Rows —
((
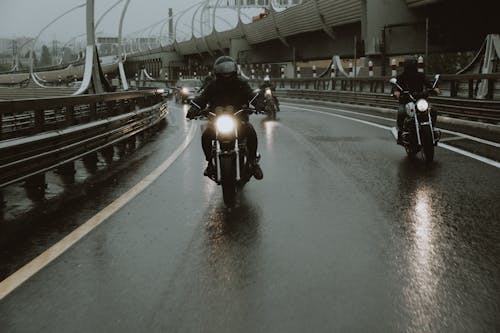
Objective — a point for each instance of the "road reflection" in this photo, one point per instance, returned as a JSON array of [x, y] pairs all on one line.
[[269, 130], [422, 219], [232, 242]]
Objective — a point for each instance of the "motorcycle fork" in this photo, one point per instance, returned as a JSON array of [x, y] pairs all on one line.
[[217, 161], [218, 151], [430, 125], [417, 127], [237, 151]]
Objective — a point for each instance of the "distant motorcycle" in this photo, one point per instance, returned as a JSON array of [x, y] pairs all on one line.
[[229, 151], [418, 132], [270, 107]]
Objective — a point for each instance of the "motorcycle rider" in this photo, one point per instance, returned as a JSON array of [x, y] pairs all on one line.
[[209, 78], [226, 89], [414, 82], [267, 84]]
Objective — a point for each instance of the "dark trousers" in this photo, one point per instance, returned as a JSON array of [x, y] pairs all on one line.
[[245, 130], [400, 118]]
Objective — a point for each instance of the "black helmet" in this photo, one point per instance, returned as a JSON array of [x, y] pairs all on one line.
[[410, 64], [225, 65]]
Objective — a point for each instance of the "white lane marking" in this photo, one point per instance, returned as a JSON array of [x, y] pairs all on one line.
[[344, 117], [465, 136], [30, 269], [445, 146], [471, 155]]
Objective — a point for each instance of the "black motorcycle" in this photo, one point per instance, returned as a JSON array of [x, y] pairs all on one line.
[[418, 134], [229, 151]]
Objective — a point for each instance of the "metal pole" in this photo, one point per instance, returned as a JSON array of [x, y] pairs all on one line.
[[32, 76], [355, 60], [123, 77], [426, 60]]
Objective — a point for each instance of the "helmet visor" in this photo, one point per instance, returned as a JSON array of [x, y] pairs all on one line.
[[226, 67]]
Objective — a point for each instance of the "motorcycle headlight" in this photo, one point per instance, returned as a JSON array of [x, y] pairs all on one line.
[[225, 124], [422, 105]]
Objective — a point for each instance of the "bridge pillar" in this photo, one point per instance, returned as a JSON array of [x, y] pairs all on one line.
[[237, 48]]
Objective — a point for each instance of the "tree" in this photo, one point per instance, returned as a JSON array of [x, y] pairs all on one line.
[[46, 58]]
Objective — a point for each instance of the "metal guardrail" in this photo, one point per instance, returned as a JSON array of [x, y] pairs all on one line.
[[57, 131]]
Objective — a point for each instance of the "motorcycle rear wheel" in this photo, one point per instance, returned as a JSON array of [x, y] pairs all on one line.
[[427, 144]]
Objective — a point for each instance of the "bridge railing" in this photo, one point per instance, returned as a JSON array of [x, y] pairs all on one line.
[[41, 134]]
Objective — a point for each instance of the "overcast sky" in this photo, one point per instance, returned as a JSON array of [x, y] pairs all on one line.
[[19, 18]]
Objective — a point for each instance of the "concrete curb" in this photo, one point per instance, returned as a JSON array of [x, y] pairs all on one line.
[[479, 129]]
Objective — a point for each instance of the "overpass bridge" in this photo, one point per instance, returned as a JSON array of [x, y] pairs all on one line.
[[107, 223]]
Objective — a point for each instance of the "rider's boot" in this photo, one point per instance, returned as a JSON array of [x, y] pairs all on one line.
[[254, 168], [400, 137], [209, 170]]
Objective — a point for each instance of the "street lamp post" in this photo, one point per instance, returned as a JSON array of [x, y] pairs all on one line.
[[32, 76]]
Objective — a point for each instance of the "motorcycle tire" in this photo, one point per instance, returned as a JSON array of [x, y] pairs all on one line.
[[427, 144], [228, 180]]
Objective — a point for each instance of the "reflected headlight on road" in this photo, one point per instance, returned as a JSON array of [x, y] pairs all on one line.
[[422, 105], [225, 124]]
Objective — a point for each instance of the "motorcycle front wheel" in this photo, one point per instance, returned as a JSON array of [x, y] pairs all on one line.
[[228, 179], [427, 144]]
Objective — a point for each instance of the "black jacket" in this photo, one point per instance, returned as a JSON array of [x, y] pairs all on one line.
[[413, 82], [223, 92]]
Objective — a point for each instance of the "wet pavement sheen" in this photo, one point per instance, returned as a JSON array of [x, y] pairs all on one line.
[[343, 234]]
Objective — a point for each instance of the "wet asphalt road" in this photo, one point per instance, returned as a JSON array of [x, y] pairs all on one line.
[[343, 234]]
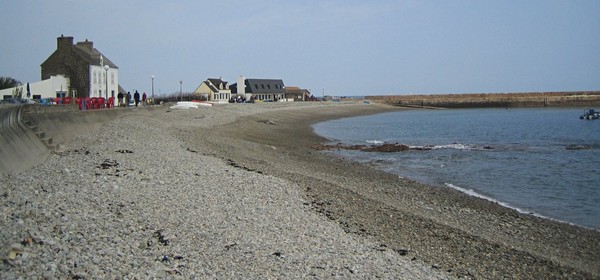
))
Aim — Reproduce all of the data above verbatim, line for line, but omit the pictures.

Finished exercise —
Objective — a point for each instance of the "road reflection" in this photo, one point per instance, returned as a JSON array of [x, y] pairs all on one line.
[[269, 130], [422, 219], [232, 242]]
Objective — a point for each instance of the "motorcycle fork" in this photo, one point per instance, returned as a JSON array of [x, y] pairs all on one line.
[[217, 161], [218, 151], [430, 125], [417, 127], [237, 151]]
Objective — a point for each instance of the "distant motorcycle" in this photo, one point per instance, returned as a JSON array of [x, y] pairs all on one line.
[[229, 151], [418, 132], [270, 107]]
Objective — a point for each instance of the "motorcycle rider" in this photo, one point per instance, returned as a JSON array of [x, y] pairs all on one line.
[[209, 78], [226, 89], [414, 82], [267, 84]]
Objective — a point for each instance of the "dark trousers" in this photo, one point per instance, returned as a JSON array of [x, y] pairs all on one line.
[[245, 130], [400, 118]]
Objective — a point for each instance of the "black helmet" in this photo, one point per instance, returned as a JSON array of [x, y] pairs all on one line.
[[410, 64], [225, 65]]
Objective — a point for each instance of the "white lane marking" in this photo, one point per instance, returned as a JSON array of [x, y] pairs all on one line.
[[344, 117], [465, 136], [30, 269], [445, 146], [471, 155]]
Objective — a point for each instance of the "black motorcycle" in this photo, one point per instance, returned as a JSON array of [x, y] pairs all on one line.
[[418, 134], [229, 151]]
Objective — a point for each instance of the "metal pole" in this photo, one point per instance, returned as a JSON array of [x, y] pairs all on one line.
[[32, 76], [355, 60], [123, 77], [426, 60]]
Objective — a point for each instance of the "helmet visor" in this photo, one point per instance, returned as a JSON array of [x, y] pairs all on one line.
[[226, 67]]
Objective — a point for each instance of the "motorcycle headlight" in this photo, one point per instance, returned as a JSON array of [x, y] pairs all on one line.
[[225, 124], [422, 105]]
Objective — a point for each instance of the "bridge pillar" in this photo, one point per instance, returned as a JSON array of [x, y] pairs all on one line.
[[237, 48]]
Objective — a point for each instance of the "tree" in this photo, one point per instance, returned as a JSON array of [x, y] pairs all on one line.
[[46, 58]]
Objective — a point for each instance of the "metal guardrail" in this photo, one point per instance, returned as a JSON array of [x, y] pairs all on one line.
[[57, 131]]
Objective — a point for each instance of the "motorcycle rear wheel" in this photo, one point per instance, returned as a JSON array of [x, y] pairs all on one line.
[[427, 144]]
Objective — a point for each instance of the "bridge railing" in this photo, one point per instance, returned as a JSON array of [x, y] pairs all on one line.
[[41, 134]]
Objective — a point for each instance of the "overcast sky" in this photo, one point per instance, returned as a JSON array of [x, y] pairs all on one line.
[[19, 18]]
Objective — a point for each instance of the "concrete curb" in this photo, one point per instance, returned as a JSON array of [x, y] pairs all on one line.
[[479, 129]]
Objective — a point for each instance of the "overpass bridge" in this photo, one point per instance, returned as a JSON array of [x, y] pairs all on one line.
[[107, 223]]
Objective — a point for each instance of the "rider's boot" in this photo, one point per instance, returned as a JSON array of [x, y] pairs all on one line.
[[254, 168], [400, 137], [209, 170]]
Objective — a point for each instance of the "street lamp post" in this photo, one point per instance, returned as a JSON array of [x, y] pairs all on one line.
[[32, 76]]
Objective — a point for each instance of the "motorcycle tire" in this photo, one point per instance, returned as a JSON array of [x, y] pairs all on one line.
[[427, 144], [228, 180]]
Objective — a point for each instance of the "reflected headlight on road" in this photo, one point per instance, returned as a JSON array of [x, y] pairs all on one line.
[[422, 105], [225, 124]]
Objective — a point for each instance of the "motorcycle front wheel" in this photo, one point per instance, returned as a JSON array of [x, y] pairs all on one line.
[[228, 179], [427, 144]]
Objective — a point for each instance of the "black jacket" in this photo, one point per instance, returned as a JSON array of [x, y] pairs all on one line.
[[413, 82], [223, 92]]
Objective — a point for each instance of the "wet pavement sheen" in this photo, one point per instance, returned as a JSON array of [x, y] pairs all on one line.
[[343, 234]]
Objective — a point for each instance of the "wet asphalt road" in this photo, one point per instance, returned as a JSON array of [x, y] pairs all on one line.
[[343, 234]]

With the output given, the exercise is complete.